*Entries*.
┏━━
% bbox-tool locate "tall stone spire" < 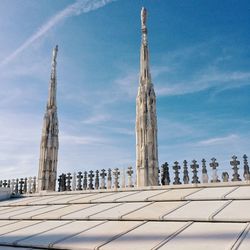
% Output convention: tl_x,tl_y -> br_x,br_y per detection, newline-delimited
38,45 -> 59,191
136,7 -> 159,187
┗━━
┏━━
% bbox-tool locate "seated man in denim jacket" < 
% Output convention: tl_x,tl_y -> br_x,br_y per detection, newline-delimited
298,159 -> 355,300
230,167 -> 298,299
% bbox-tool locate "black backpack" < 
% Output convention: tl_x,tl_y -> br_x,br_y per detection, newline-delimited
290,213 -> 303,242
┗━━
*Written request*. Copy the data above verbatim, starting with the line that contains "man in denim" and ending with the line that contains "290,213 -> 303,242", with both lines included.

*Completed exercise*.
% bbox-tool locate "seated man in denim jacket" < 
% Output convention: tl_x,tl_y -> br_x,br_y per detection, newline-delimited
298,159 -> 355,300
230,167 -> 298,299
% bbox-tool locate "black backpack" < 
% Output convention: tl_x,tl_y -> br_x,br_y per detection, newline-delimited
290,213 -> 303,242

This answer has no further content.